DATA FOR PROCESSING: Begin

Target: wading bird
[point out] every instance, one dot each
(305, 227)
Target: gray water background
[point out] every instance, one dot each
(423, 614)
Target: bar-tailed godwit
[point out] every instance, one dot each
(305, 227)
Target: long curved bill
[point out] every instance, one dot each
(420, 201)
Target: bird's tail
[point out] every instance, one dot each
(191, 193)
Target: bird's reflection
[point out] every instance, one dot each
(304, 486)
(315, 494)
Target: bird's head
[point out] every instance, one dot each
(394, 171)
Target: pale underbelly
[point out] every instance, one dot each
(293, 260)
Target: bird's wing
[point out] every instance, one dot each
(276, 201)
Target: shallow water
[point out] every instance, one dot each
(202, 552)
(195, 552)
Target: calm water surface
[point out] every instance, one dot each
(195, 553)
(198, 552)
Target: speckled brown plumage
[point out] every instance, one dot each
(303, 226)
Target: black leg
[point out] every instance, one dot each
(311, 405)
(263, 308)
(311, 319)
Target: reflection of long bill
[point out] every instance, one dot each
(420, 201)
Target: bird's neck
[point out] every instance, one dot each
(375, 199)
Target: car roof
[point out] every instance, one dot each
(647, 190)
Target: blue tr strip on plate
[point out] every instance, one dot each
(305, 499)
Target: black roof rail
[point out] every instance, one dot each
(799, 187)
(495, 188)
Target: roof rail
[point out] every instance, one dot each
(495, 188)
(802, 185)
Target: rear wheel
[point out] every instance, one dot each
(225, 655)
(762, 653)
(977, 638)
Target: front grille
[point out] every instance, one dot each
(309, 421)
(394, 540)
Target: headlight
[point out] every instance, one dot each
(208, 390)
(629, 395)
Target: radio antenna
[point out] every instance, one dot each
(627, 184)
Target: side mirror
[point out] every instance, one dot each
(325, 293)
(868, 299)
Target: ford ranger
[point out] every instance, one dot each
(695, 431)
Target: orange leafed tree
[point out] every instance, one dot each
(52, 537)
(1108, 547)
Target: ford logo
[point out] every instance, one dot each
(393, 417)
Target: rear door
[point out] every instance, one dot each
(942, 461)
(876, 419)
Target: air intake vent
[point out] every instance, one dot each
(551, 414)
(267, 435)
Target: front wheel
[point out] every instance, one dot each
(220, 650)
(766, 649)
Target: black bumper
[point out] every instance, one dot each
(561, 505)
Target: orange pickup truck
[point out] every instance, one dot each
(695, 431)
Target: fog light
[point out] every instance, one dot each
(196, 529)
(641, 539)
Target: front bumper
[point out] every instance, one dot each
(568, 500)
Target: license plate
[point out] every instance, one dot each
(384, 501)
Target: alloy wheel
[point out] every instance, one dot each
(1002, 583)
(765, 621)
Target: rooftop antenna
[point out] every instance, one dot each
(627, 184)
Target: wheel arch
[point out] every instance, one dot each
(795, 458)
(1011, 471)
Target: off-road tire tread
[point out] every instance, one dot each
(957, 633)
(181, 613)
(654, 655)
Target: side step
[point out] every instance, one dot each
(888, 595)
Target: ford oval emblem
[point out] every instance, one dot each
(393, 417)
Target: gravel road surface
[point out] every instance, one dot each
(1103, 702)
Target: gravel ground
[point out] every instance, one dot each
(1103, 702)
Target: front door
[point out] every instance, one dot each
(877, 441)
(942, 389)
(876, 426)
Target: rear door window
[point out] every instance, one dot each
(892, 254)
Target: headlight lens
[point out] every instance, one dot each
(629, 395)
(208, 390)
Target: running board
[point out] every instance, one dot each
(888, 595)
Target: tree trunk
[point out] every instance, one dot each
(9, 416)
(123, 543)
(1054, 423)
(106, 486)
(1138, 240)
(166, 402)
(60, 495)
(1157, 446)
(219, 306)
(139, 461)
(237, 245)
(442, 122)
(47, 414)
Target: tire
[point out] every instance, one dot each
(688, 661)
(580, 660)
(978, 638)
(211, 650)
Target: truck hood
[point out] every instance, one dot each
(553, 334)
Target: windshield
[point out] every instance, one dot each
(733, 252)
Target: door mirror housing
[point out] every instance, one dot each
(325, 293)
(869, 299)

DATA FOR PROCESSING: End

ABOUT THIS EXERCISE - How many lines in the entries hold the word "reflection"? Only the number is wanted.

RESPONSE FOR THIS EXERCISE - 2